- **TASK GOAL**
Repeat the entries exactly. Leave nothing out.

- **DATA**

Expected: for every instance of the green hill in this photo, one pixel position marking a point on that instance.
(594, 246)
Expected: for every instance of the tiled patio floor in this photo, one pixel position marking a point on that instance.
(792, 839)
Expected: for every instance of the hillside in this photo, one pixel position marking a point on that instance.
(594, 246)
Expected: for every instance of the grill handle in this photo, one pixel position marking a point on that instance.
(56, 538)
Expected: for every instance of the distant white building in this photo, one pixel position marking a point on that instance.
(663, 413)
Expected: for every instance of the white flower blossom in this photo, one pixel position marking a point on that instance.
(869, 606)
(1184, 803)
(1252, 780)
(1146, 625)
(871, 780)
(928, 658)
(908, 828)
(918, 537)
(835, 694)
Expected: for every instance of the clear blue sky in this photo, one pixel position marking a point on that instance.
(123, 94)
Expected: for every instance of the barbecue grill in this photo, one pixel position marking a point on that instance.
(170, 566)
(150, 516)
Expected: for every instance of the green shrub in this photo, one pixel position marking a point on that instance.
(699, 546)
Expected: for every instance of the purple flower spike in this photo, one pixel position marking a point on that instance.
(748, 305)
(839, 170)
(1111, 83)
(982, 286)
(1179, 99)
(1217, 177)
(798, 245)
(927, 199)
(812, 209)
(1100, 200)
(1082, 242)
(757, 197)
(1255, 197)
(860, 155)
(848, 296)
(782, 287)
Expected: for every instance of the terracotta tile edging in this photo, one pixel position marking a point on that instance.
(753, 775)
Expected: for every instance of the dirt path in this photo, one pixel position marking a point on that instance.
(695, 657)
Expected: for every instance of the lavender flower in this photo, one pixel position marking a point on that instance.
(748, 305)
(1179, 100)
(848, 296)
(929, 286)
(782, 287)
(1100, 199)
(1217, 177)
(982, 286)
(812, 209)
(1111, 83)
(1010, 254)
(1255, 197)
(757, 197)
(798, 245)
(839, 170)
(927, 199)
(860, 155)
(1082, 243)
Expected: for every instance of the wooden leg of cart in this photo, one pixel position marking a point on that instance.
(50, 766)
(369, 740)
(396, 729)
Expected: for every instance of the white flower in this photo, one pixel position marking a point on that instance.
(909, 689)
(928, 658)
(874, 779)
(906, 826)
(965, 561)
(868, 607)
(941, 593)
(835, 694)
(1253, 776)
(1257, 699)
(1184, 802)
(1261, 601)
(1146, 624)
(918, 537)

- **TASK SOLUTION**
Expected: for every instance of the green hill in this photo, one pixel position marking a point on that instance.
(594, 246)
Expected: for every instance of the tiled patio floor in this photo, one pixel position marking a point on that instance.
(792, 839)
Expected: for every instance of the hillside in this photo, one pixel position marking a point on that instance.
(594, 246)
Expected: for every instance of the grill handle in this photo, one pixel position marking a point on that instance.
(56, 538)
Expected: for every instance of the distant white building in this photo, one pixel position marking a point on that instance.
(663, 413)
Expected: for every instance of the white flower blossom in this photo, one pixel position marking a point on that instance.
(869, 606)
(1184, 803)
(1252, 780)
(1146, 625)
(871, 780)
(928, 658)
(908, 828)
(918, 537)
(835, 694)
Expected: for every instance of the clear blue sky in this photo, one pixel position marking a point on that instance.
(123, 94)
Expected: for every instance of the barbecue grill in this photo, one pixel position marking a point on that instance.
(170, 566)
(150, 516)
Expected: for every instance of the green shrub in this photo, one pixel position marking a point on that instance.
(699, 546)
Expected: for every instance of the purple flower spike in this photo, one pixel position marking a point on that instance.
(748, 305)
(839, 170)
(1111, 83)
(982, 286)
(1179, 99)
(1217, 177)
(798, 245)
(927, 199)
(812, 209)
(1100, 200)
(1082, 242)
(757, 197)
(1255, 197)
(860, 155)
(848, 296)
(782, 287)
Expected: for every instance of the terracotta tile edging in this photo, one pixel position marking a point on that instance.
(753, 775)
Expected: for every instance of the dirt path in this photo, one pixel position marking a point on that instance.
(695, 657)
Expected: for every instance of the lavender flower in this photo, one pixel position marking a point on that instance.
(748, 305)
(1179, 100)
(848, 296)
(929, 286)
(782, 287)
(1100, 199)
(1217, 177)
(982, 286)
(812, 209)
(1111, 83)
(1010, 254)
(1255, 197)
(757, 197)
(798, 245)
(839, 170)
(927, 199)
(860, 155)
(1082, 243)
Expected: for every instance of the wooden leg of cart in this photo, one pixel position marking a point on that instance.
(50, 766)
(369, 740)
(396, 729)
Expected: for every instance of the white flower in this photo, one pixel position marking a point on that instance.
(909, 689)
(928, 658)
(874, 779)
(906, 826)
(965, 561)
(868, 607)
(941, 593)
(835, 694)
(1253, 776)
(1257, 699)
(1184, 802)
(1261, 601)
(1146, 624)
(918, 537)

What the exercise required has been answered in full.